• [DOCUMENT EXTRACT]

The trials produced a record of the Nazi crimes against humanities. It also showed the Allies offered tolerance. Instead of summarily executing the Nazi leaders, they were given real trials. 12 were sentenced to death, three were acquitted, and the rest were given various prison sentences.

Thomas Dodd had worked in the U.S. Justice Department’s Civil Rights Division. He had prosecuted Ku Klux Klan leaders prior to being asked to prosecute at Nuremberg.

The author writes of the importance of universal judicial rights. He warns against attempts to reinterpret the Geneva Convention. He urges for continuing to defend human rights. He warns against allowing actions at Guantanomo Prison to weaken our commitment for human rights. No nation should regard treaties as Nazi leader Herman Goring did when he called treaties as “toilet paper”. The Bush Administration criticized opponents to his plans to violate the Geneva Convention as being weak on terrorism, which the author states was a political move.

As U.S. Senator, the author opposed aiding any government just on the basis that they opposed communism, which was a major past factor. Some of these anti-communist governments violated human rights. Some had death squads. Over time, as these governments changed, the new leaders appreciated those who defended human rights and who stood up to the tyrants.

Tom Dodd noted the Nazis imprisoned victims without charges and provided them with no idea how long the imprisonment would last. Chris Dodd feared this repeating at Guantanamo. The U.S. Supreme Court would rule against President Bush with Justice Sandra Day O’Connor writing “a state of war is not a blank check for the President.”

Chris Dodd also notes that violating international law lessens our ability to insist that others should obey it. Further, our violating human rights increases resentment in other countries against our government.

Robert Johnson was the lead Nuremberg prosecutor. Walter Cronkite, who reported on the trials, told Chris Dodd that Tom Dodd was not always happy with Jackson’s court presentations. He especially thought Jackson was a weak cross examiner.

The Nazi leaders were changed with planning and implementing mistreatment and the murder of prisoners, forcing civilian labor, plundering property, destroying cities, and acting inhumanely in persecuting people on grounds of race, religion, and politics. Elie Wiesel noted Hitler was more concerned with killing Jews than with the war effort. Hitler gave trains taking Jews to death camps priority over military trains.

During the trials, Dodd showed a movie presenting the emaciated concentration camp survivors as well as the horrible conditions of these camps. This film silences the courtroom and was considered an effective move towards showing Nazu guilt. Tom Dodd also produced documents where Himmler and other Nazi leaders wrote about exterminating the Jewish race. Dodd presented evidence of ornaments and lamp shades made from the skins of murdered Jews. Also entered into evidence were records kept of concentration camp murders, with one book having 35.318 names.

• [DATA SUPPLIED]

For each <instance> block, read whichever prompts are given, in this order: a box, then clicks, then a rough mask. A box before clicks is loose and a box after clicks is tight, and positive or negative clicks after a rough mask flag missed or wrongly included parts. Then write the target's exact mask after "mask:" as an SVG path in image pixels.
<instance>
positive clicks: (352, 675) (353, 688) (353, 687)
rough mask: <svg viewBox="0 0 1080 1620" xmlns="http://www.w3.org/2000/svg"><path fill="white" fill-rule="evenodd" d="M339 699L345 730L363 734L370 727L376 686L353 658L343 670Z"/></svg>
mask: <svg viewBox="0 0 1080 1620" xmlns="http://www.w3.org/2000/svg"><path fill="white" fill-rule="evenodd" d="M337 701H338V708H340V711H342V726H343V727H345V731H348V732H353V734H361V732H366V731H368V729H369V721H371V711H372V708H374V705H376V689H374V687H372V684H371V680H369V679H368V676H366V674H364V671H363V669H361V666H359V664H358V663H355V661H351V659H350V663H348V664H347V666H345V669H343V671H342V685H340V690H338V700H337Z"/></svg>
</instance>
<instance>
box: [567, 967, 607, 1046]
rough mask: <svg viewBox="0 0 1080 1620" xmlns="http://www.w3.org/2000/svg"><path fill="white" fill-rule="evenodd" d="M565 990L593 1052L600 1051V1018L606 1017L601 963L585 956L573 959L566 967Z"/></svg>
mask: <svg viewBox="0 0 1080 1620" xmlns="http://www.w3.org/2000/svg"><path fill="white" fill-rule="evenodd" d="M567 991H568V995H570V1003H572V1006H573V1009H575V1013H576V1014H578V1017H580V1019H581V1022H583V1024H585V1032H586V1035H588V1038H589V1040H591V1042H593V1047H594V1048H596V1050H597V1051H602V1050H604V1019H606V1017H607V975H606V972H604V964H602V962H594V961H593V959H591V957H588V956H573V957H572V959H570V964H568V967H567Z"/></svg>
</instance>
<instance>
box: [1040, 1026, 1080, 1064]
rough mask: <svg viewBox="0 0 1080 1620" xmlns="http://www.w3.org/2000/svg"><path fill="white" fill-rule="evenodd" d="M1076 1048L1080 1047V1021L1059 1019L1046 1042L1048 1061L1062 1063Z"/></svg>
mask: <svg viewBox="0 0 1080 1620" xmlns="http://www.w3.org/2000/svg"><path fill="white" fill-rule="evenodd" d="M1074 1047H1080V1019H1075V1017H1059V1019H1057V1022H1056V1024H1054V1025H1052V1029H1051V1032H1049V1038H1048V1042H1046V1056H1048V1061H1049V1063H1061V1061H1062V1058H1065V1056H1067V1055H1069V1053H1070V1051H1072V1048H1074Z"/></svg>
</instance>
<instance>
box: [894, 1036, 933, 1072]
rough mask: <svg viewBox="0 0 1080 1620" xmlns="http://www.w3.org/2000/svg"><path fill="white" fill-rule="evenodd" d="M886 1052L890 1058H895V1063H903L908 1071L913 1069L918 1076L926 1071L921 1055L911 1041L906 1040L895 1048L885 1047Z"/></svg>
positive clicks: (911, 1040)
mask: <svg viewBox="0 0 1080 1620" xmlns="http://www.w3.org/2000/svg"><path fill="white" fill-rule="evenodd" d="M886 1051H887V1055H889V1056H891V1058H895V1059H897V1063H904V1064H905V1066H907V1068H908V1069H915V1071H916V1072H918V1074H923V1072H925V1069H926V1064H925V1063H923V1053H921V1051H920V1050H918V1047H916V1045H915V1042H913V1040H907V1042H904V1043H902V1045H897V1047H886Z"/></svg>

• [REQUIRED ACTIONS]
1. Using the passage on the Nuremberg trials above the rows, explain why Chris Dodd says it is harmful for the U.S. to violate international law and human rights.
2. Continue the passage on the Nuremberg trials from where it ends, before the rows.

• [ANSWERS BY TASK]
1. Violating international law weakens the country's ability to insist that others obey it. Violating human rights also increases resentment against the U.S. government in other countries.

2.
Tom Dodd sent his wife Grace over 300 letters during the Nuremberg trials. He wrote from a city, Nuremberg, where the drinking water was contaminated due to the effects of dead bodies as 80,0000 had been killed in air raids and the results of battle.

During Dodd’s interviews of witnesses, he learned military aides found Hitler ran the war full of many ideas and there was often confusion over which of his ideas were to be implemented.

German Field Marshal Wilhelm Keitel tried to tell Tom Dodd that Germany attacked Czechoslovakia and France in 1938 because Germany feared they were joining to attack Germany. Dodd produced a letter Hitler wrote stating Germany should pretend they were being provoked to attack. This left Keitel flustered.

Keitel admitted ordering killings and burning cities, admitting he demanded “the most brutal measures even against women and children”. He stated he did so because of attacks on German soldiers.

Thomas Dodd was very distrustful of the Soviets. They also committed atrocities. Dodd believed the Soviets executed thousands of Polish army officers in 1943. Russia finally admitted, in 1989, that this happened.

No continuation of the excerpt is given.